-- INSTRUCTIONS FOR THE TASK --
Reproduce each line exactly.

Recorded data
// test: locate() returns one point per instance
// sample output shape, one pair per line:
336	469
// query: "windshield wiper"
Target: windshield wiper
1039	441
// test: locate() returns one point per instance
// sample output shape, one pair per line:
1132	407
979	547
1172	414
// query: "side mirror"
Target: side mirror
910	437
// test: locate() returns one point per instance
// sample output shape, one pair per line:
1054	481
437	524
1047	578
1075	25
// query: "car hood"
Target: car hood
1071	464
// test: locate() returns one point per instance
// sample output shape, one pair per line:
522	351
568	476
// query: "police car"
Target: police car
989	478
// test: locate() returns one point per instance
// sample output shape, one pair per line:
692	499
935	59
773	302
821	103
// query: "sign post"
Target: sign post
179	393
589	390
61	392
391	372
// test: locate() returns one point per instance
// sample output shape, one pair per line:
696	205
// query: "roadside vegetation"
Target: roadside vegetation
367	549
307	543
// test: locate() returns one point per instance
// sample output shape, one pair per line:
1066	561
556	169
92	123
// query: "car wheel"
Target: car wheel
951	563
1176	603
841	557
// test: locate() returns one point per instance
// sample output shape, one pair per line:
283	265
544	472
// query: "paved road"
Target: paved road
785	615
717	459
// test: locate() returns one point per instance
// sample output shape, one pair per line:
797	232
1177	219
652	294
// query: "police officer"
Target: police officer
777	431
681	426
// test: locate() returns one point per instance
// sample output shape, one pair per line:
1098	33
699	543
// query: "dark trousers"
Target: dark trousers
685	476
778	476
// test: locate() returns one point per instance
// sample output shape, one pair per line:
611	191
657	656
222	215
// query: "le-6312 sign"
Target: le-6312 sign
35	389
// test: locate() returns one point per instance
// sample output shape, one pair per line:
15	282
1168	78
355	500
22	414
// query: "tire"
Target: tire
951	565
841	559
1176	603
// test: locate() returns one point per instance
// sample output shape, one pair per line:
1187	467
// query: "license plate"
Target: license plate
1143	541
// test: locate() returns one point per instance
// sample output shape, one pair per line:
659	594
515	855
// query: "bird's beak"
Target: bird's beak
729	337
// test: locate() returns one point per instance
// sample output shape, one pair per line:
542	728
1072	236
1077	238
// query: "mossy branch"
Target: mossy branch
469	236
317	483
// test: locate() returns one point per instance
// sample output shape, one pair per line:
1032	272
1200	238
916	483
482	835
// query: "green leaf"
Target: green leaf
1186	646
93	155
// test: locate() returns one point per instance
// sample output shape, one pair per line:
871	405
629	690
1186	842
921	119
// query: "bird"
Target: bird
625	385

-- PROBLEM SOLUTION --
// test: locate() returns one point per instance
// sample output shape, one pair per line:
336	469
// query: "windshield wiper"
Target: windshield wiper
1039	441
// test: locate() returns one point per instance
// sample output shape, one pair per line:
1132	407
979	547
1172	414
// query: "side mirror"
Target: side mirror
910	437
// test: locate() returns one point per instance
// sample output shape, one pair per line:
1054	481
437	524
1047	578
1075	25
// query: "car hood"
Target: car hood
1071	464
// test: locate() returns one point per instance
// sample output shape, one pair per line:
522	351
568	476
// query: "police car"
Target: police car
989	478
// test: locate() returns one point per instance
// sample output shape, one pair per line:
692	499
935	59
773	302
821	103
// query: "sign post"
Target: sign post
179	393
589	390
61	392
391	372
// test: locate() returns one point per instance
// sample output shape, one pair per line:
696	205
// query: "roadside vegetation"
Target: roadside vegetation
367	549
307	543
// test: locate() returns one point per instance
// sample output shape, one pair per line:
1066	561
556	169
92	123
// query: "car wheel"
Target: car wheel
951	563
1176	603
841	557
// test: locate() returns one point per instance
// sample output shape, one pair per line:
283	265
544	472
// query: "paved road"
Target: paved road
785	615
717	459
// test: locate() returns one point per instance
// sample output shape, one pair per line:
797	232
1177	219
652	294
// query: "police officer"
Target: police officer
777	431
681	426
// test: locate() returns one point per instance
// sample output shape, one pair per line:
1098	33
699	543
// query: "dark trousers"
Target: dark trousers
685	476
778	476
// test: locate() returns one point per instance
// sample output shape, one pair per line:
611	191
657	656
222	215
// query: "le-6312 sign"
Target: le-6312 sign
35	389
// test: locate() returns one point per instance
// sample output shape, one pair per line:
15	282
1168	78
355	500
22	414
// query: "tire"
Target: tire
951	565
841	559
1176	603
// test: locate() returns one point per instance
// sample output shape, one pair per line:
1187	467
// query: "license plate"
Target: license plate
1143	541
// test: locate() returns one point per instance
// sample output shape, one pair per line:
659	594
515	855
// query: "bird's beak"
Target: bird's beak
729	337
// test: locate() returns one point per instance
// sample output shape, one pair per line:
542	728
1072	236
1077	238
// query: "mossy branch"
Target: mossy branch
469	236
317	483
// test: locate() returns one point per instance
// sample output shape, one pair per line:
1032	272
1200	238
916	483
482	835
// query: "green leaf"
Target: green leaf
1186	646
93	155
// test: locate() returns one point per instance
// sample output shape, one pair per line:
871	405
629	690
1186	842
921	119
// query: "bird"
Target: bird
625	385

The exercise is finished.